Supplied entries:
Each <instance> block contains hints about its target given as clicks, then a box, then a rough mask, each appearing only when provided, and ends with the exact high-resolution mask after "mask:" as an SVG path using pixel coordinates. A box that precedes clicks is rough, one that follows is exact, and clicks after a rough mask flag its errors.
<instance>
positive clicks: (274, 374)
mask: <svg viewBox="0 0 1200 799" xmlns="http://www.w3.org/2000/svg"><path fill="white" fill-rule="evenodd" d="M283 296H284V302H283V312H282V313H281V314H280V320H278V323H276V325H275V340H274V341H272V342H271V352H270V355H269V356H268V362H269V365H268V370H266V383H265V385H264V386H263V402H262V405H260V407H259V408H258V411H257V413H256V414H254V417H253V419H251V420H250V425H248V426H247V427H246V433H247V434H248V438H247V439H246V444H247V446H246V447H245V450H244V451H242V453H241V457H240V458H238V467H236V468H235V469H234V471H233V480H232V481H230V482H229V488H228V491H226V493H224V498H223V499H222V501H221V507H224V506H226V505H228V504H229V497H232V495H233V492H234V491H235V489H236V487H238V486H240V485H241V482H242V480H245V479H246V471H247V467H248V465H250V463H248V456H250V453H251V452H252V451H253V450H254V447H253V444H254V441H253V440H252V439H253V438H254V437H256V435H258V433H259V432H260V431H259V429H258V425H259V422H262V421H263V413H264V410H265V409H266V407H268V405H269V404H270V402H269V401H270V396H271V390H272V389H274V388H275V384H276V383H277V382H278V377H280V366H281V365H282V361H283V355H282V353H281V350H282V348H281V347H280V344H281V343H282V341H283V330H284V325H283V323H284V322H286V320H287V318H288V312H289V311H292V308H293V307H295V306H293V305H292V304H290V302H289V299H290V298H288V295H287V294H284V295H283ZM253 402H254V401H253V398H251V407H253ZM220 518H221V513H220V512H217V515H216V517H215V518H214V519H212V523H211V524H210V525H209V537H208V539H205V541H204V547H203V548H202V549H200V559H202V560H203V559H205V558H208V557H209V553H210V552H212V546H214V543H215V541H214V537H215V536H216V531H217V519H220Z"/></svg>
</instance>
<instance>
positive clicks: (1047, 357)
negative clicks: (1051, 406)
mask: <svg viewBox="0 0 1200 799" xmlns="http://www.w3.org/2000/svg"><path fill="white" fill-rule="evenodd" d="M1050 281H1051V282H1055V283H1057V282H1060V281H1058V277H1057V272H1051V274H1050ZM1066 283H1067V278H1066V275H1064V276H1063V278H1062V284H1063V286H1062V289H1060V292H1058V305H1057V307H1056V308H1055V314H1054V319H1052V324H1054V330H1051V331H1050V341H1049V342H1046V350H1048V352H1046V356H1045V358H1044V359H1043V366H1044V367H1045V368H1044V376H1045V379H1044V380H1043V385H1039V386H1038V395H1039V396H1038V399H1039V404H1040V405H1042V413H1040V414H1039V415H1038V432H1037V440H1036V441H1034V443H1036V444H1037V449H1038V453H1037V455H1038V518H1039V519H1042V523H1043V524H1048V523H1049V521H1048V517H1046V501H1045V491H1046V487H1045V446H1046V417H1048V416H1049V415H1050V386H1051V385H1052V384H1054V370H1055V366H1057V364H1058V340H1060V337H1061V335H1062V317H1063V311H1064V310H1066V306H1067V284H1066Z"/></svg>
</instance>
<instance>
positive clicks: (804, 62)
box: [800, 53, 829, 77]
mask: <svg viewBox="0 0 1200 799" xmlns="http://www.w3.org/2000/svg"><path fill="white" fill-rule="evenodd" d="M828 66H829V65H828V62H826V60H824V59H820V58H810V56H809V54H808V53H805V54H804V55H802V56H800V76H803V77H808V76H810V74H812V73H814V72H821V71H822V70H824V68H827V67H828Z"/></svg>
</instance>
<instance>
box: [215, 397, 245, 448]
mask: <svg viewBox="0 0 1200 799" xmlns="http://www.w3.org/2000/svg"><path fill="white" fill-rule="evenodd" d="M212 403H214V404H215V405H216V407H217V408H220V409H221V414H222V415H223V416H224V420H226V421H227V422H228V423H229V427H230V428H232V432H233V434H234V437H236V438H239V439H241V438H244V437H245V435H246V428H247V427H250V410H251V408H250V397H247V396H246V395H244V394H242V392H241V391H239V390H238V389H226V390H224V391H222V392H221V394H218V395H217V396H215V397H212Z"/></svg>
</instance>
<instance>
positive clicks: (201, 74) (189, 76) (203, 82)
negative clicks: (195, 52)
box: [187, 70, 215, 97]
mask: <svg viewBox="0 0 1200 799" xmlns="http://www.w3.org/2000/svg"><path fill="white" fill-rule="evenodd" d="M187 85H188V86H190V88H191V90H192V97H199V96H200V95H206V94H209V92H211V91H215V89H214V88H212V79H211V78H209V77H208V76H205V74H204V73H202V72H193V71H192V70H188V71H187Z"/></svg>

Try it: The material above needs to be reproduced exactly as written.

Result:
Each <instance> block contains hints about its target given as clicks, then a box, then a rough mask, each appearing only when provided, and ends with the exact high-resolution mask after "mask:" as an SVG path using pixel coordinates. A box that precedes clicks is rough, one that follows is exact, and clicks after a rough mask flag its errors.
<instance>
positive clicks: (274, 374)
mask: <svg viewBox="0 0 1200 799" xmlns="http://www.w3.org/2000/svg"><path fill="white" fill-rule="evenodd" d="M283 296H284V302H283V312H282V313H281V314H280V320H278V323H276V325H275V340H274V341H272V342H271V352H270V355H269V356H268V362H269V365H268V370H266V383H265V385H264V386H263V402H262V405H260V407H259V408H258V411H257V413H256V414H254V417H253V419H251V420H250V425H248V426H247V427H246V433H247V434H248V438H247V439H246V444H247V446H246V447H245V450H244V451H242V453H241V457H240V458H238V467H236V468H235V469H234V471H233V480H232V481H230V482H229V488H228V491H226V493H224V498H223V499H222V501H221V507H224V506H226V505H228V504H229V497H232V495H233V492H234V491H235V489H236V487H238V486H240V485H241V482H242V480H245V479H246V471H247V467H248V465H250V463H248V456H250V453H251V452H252V451H253V450H254V447H253V444H254V441H253V440H252V439H253V438H254V437H256V435H258V433H259V432H260V431H259V429H258V425H259V422H262V421H263V413H264V410H265V409H266V407H268V405H269V404H270V402H269V401H270V396H271V390H272V389H274V388H275V384H276V383H277V382H278V377H280V366H281V365H282V361H283V355H282V353H281V350H282V348H281V347H280V344H281V343H282V341H283V330H284V325H283V323H284V322H286V320H287V318H288V312H289V311H292V308H293V307H295V306H293V305H292V304H290V302H289V299H290V298H288V295H287V294H284V295H283ZM253 402H254V401H253V398H251V407H253ZM220 518H221V513H220V512H217V515H216V517H215V518H214V519H212V523H211V524H210V525H209V537H208V539H205V541H204V547H203V548H202V549H200V559H202V560H203V559H205V558H208V557H209V553H210V552H212V546H214V543H215V541H214V537H215V536H216V531H217V519H220Z"/></svg>
</instance>
<instance>
positive clicks: (1047, 357)
negative clicks: (1051, 406)
mask: <svg viewBox="0 0 1200 799" xmlns="http://www.w3.org/2000/svg"><path fill="white" fill-rule="evenodd" d="M1050 281H1051V282H1055V283H1057V282H1060V281H1058V277H1057V272H1051V274H1050ZM1066 283H1067V278H1066V275H1064V276H1063V278H1062V284H1063V286H1062V289H1060V292H1058V305H1057V307H1056V308H1055V314H1054V319H1052V324H1054V330H1051V331H1050V341H1049V342H1046V350H1048V352H1046V356H1045V358H1044V359H1043V366H1044V367H1045V368H1044V376H1045V379H1044V380H1043V385H1039V386H1038V395H1039V396H1038V399H1039V404H1040V405H1042V413H1040V414H1039V415H1038V432H1037V440H1036V441H1034V443H1036V444H1037V449H1038V453H1037V455H1038V518H1039V519H1042V523H1043V524H1048V523H1049V521H1048V517H1046V501H1045V491H1046V487H1045V446H1046V417H1048V416H1049V415H1050V386H1051V385H1052V384H1054V370H1055V366H1057V364H1058V340H1060V337H1061V335H1062V317H1063V311H1064V310H1066V306H1067V284H1066Z"/></svg>
</instance>
<instance>
positive clicks: (804, 62)
box: [800, 53, 829, 77]
mask: <svg viewBox="0 0 1200 799" xmlns="http://www.w3.org/2000/svg"><path fill="white" fill-rule="evenodd" d="M828 66H829V65H828V62H826V60H824V59H820V58H810V56H809V54H808V53H805V54H804V55H802V56H800V76H803V77H808V76H810V74H812V73H814V72H821V71H822V70H824V68H827V67H828Z"/></svg>
</instance>
<instance>
box: [215, 397, 245, 448]
mask: <svg viewBox="0 0 1200 799" xmlns="http://www.w3.org/2000/svg"><path fill="white" fill-rule="evenodd" d="M212 403H214V404H215V405H216V407H217V408H220V409H221V414H222V415H223V416H224V420H226V421H227V422H228V423H229V427H230V428H232V432H233V434H234V437H236V438H239V439H241V438H244V437H245V435H246V428H247V427H250V410H251V408H250V397H247V396H246V395H244V394H242V392H241V391H239V390H238V389H226V390H224V391H222V392H221V394H218V395H217V396H215V397H212Z"/></svg>
</instance>
<instance>
positive clicks: (201, 74) (189, 76) (203, 82)
negative clicks: (195, 52)
box: [187, 70, 215, 97]
mask: <svg viewBox="0 0 1200 799" xmlns="http://www.w3.org/2000/svg"><path fill="white" fill-rule="evenodd" d="M187 85H188V86H190V88H191V90H192V97H199V96H200V95H206V94H209V92H211V91H215V89H214V88H212V79H211V78H209V77H208V76H205V74H204V73H202V72H193V71H192V70H188V71H187Z"/></svg>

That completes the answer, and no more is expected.